[start Record extracts]

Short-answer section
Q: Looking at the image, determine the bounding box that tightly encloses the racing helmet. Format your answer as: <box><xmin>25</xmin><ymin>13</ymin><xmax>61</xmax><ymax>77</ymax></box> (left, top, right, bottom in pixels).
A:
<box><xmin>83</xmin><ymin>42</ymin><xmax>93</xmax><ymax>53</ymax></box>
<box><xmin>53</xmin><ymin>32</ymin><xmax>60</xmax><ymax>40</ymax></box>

[end Record extracts]

Write out all the items again in full, keeping every line that starts with "Q:", and add -140 to each pixel coordinate in the answer boxes. Leave the numbers in the "Q:" lines as they are.

- Task solution -
Short-answer section
Q: Looking at the image, determine the bounding box that tightly encloses the racing helmet. Format your answer as: <box><xmin>25</xmin><ymin>13</ymin><xmax>61</xmax><ymax>77</ymax></box> (left, top, right, bottom in pixels).
A:
<box><xmin>-57</xmin><ymin>-98</ymin><xmax>-47</xmax><ymax>-87</ymax></box>
<box><xmin>-87</xmin><ymin>-108</ymin><xmax>-80</xmax><ymax>-100</ymax></box>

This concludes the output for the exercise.